*Problem to work on*.
Put everything from the line containing "Q: For the black" down to the end of the material below into a JSON list of strings, one string per line, leaving out blank lines.

Items listed in a dataset:
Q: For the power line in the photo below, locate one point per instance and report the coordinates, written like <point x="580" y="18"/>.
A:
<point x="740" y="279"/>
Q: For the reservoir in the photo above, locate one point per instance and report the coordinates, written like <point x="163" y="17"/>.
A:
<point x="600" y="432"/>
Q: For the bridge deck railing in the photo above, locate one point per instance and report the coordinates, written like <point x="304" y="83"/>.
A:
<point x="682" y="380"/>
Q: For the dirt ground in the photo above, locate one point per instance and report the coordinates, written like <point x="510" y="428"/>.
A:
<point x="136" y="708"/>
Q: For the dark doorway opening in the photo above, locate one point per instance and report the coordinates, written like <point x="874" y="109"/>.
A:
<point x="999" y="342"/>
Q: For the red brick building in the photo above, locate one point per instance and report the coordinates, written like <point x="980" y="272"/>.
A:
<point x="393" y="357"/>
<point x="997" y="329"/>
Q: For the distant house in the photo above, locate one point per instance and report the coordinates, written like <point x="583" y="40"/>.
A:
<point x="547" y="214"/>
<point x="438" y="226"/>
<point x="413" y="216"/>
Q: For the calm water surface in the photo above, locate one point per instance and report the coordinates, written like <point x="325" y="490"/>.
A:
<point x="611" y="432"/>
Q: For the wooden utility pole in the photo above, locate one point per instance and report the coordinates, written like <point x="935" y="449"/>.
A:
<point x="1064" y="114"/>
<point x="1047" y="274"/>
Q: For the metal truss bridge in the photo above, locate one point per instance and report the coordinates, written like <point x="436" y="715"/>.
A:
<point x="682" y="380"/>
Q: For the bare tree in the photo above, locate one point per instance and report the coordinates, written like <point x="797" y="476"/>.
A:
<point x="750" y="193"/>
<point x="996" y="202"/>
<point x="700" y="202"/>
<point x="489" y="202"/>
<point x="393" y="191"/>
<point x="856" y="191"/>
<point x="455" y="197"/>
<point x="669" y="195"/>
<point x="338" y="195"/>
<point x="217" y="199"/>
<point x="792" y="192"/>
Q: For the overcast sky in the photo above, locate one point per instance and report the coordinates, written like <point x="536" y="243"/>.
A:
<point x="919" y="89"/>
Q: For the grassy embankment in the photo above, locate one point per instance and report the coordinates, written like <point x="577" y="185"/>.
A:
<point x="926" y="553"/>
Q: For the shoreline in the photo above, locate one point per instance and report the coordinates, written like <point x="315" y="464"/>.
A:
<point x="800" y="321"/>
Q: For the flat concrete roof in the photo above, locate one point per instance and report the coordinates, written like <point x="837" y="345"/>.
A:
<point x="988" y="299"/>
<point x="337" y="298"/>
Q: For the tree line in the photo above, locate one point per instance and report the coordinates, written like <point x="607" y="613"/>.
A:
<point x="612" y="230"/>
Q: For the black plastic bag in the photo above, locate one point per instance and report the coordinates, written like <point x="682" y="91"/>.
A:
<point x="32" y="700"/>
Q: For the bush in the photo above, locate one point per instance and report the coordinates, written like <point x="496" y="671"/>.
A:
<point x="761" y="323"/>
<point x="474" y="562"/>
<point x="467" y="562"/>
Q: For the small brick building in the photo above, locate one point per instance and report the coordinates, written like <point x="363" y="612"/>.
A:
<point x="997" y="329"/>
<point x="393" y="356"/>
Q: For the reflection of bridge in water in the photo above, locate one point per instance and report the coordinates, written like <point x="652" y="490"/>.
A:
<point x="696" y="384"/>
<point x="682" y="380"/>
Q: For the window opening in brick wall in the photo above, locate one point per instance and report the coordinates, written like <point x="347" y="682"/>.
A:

*Completed exercise*.
[
  "Q: For the black plastic bag in the photo above, locate one point per instance and report the coordinates, written like <point x=\"682\" y=\"91\"/>.",
  "A:",
  "<point x=\"32\" y=\"700\"/>",
  "Q: For the bush in the photo above, locate one point per instance and report the coordinates, written like <point x=\"496\" y=\"671\"/>.",
  "A:",
  "<point x=\"761\" y=\"323\"/>",
  "<point x=\"474\" y=\"562\"/>",
  "<point x=\"467\" y=\"562\"/>",
  "Q: For the small brick building in the photo above, locate one point per instance and report the coordinates, written like <point x=\"363\" y=\"612\"/>.",
  "A:",
  "<point x=\"997\" y=\"329\"/>",
  "<point x=\"393\" y=\"356\"/>",
  "Q: For the reflection of bridge in water in the photo above, locate one point per instance and report the coordinates, written like <point x=\"652\" y=\"490\"/>.",
  "A:",
  "<point x=\"696\" y=\"384\"/>",
  "<point x=\"682\" y=\"380\"/>",
  "Q: For the window opening in brick wall in the photo above, locate one point per instance and report the coordinates, written like <point x=\"347\" y=\"682\"/>.",
  "A:"
]